Input below:
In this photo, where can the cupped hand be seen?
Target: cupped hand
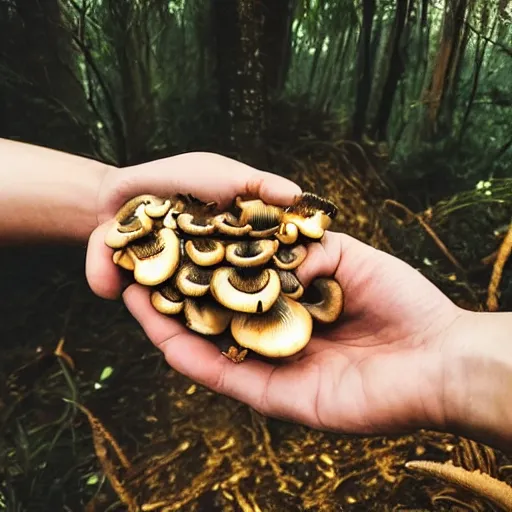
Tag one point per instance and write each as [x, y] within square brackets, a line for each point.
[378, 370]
End of Input.
Input below:
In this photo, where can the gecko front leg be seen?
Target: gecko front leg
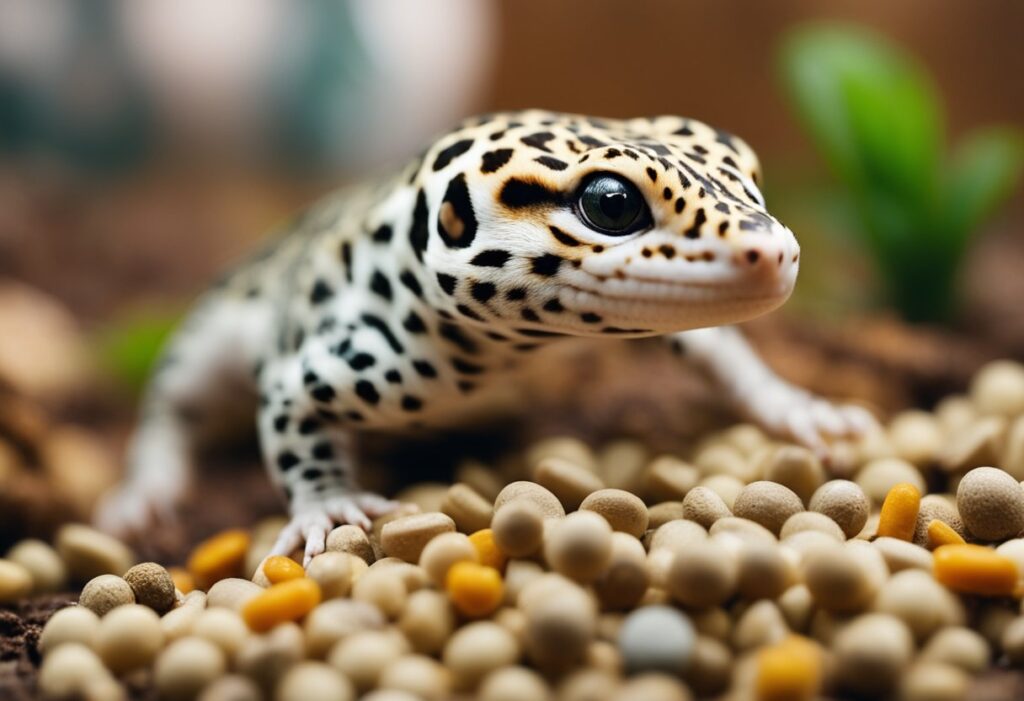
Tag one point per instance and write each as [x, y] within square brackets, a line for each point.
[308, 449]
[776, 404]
End of Input.
Input below:
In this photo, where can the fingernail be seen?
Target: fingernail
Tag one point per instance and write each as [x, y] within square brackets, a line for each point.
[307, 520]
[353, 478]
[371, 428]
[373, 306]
End of Input.
# [Instructions to follow]
Across the listing above, report every line where "Target" occurs.

# [Result for this task]
Target: cupped hand
Target: gecko front leg
Target: fingernail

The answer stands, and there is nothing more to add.